Selected text =
■ ■ ■
What happens in one place can have quick effects in many other regions
and nations across the seas. But those effects can be uneven. While these
changes do offer opportunities, people can only seize them if they can
see them, and if they have the tools they need to turn change to their
own advantage.
For almost 40 years now, our organization has worked with
local people, helping them take responsibility for their own well-being.
We have a unique range of experience, overwhelmingly successful. Because
our development “technology” of “smart partnership,”
is about helping people and communities to help themselves, our methods
work equally well on small islands trying to preserve their beaches, reefs
and cultures against the encroaching modern world, and in post-industrial
cities clustered around closed and rusting factories. We help people make
rational choices, to direct change the way they want it, rather than the
way outsiders think best.
True to our name, we identify counterparts, communities,
companies and governments, across the globe, who can build lasting ties
and work together to make things better for all of us. Our partners, all
over the world, make us different. We don’t even pretend to know
it all — but in each location, we know people who do.
■ ■ ■
Location identification entries:
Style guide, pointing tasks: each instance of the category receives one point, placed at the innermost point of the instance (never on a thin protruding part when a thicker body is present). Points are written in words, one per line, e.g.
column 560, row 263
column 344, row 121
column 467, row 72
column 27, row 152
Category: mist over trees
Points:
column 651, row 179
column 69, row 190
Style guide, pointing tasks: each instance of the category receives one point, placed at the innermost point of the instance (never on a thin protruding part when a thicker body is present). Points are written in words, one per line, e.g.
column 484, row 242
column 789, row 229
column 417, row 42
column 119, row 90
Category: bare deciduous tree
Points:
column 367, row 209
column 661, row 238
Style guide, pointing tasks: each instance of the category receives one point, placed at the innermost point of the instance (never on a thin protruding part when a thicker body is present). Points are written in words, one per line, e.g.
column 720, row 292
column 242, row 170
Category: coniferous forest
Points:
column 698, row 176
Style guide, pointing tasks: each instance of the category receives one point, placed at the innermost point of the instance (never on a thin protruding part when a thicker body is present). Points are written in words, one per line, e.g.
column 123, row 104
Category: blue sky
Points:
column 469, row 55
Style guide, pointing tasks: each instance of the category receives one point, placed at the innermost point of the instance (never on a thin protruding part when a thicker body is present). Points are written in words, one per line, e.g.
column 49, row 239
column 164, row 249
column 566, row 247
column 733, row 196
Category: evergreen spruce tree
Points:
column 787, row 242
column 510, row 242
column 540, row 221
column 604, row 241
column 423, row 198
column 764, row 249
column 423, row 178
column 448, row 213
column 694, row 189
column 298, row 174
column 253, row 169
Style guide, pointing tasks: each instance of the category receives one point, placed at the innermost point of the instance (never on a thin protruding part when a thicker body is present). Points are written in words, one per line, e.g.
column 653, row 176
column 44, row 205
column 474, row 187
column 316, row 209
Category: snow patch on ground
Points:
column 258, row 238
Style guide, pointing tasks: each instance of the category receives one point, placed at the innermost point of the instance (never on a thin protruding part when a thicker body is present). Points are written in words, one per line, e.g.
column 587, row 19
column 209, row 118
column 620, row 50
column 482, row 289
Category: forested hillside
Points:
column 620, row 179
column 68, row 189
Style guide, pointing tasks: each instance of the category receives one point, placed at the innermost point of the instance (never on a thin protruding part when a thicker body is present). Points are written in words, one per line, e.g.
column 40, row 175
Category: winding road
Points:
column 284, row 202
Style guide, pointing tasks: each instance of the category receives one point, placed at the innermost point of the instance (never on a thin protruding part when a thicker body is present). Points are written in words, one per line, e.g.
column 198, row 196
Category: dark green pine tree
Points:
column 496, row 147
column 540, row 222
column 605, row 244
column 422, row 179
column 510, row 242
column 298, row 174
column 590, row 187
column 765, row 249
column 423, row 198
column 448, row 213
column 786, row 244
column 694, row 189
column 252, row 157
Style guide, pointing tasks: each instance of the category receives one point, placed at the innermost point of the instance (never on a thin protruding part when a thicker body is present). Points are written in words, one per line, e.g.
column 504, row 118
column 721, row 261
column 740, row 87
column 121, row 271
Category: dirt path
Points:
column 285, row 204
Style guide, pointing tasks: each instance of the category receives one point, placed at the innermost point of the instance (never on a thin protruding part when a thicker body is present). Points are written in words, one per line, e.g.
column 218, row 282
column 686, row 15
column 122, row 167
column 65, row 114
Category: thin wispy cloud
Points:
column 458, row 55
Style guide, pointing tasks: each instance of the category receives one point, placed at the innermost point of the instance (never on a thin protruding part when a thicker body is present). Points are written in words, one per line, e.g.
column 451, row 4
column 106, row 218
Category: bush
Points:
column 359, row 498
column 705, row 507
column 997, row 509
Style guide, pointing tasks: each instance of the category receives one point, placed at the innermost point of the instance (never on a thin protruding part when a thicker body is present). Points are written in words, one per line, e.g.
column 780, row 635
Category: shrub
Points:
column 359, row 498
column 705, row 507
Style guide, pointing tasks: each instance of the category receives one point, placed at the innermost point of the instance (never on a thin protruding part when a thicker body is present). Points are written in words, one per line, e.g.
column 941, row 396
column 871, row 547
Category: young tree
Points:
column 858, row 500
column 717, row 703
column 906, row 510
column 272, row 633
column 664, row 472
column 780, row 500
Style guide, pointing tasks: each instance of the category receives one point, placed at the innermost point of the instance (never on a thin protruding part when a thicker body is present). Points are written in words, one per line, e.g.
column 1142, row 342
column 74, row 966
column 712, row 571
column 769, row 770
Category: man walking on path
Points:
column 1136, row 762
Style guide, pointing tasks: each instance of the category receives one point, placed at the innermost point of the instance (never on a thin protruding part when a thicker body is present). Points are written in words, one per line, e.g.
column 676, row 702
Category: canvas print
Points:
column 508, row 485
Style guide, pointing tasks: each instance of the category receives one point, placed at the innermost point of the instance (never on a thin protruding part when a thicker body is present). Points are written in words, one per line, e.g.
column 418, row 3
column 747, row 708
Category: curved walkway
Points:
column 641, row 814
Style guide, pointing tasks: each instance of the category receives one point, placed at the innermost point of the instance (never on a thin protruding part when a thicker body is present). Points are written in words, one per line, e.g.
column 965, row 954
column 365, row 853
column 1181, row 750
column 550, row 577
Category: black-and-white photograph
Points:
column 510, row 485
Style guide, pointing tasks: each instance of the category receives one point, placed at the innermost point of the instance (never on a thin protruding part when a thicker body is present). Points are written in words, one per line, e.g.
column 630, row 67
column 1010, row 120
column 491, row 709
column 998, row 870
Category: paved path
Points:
■ ■ ■
Requirements = Rewrite the passage on the organization's work from "is about helping" up to and including "people who do.", putting "advancing" in place of "encroaching".

Answer to this problem =
is about helping people and communities to help themselves, our methods
work equally well on small islands trying to preserve their beaches, reefs
and cultures against the advancing modern world, and in post-industrial
cities clustered around closed and rusting factories. We help people make
rational choices, to direct change the way they want it, rather than the
way outsiders think best.
True to our name, we identify counterparts, communities,
companies and governments, across the globe, who can build lasting ties
and work together to make things better for all of us. Our partners, all
over the world, make us different. We don’t even pretend to know
it all — but in each location, we know people who do.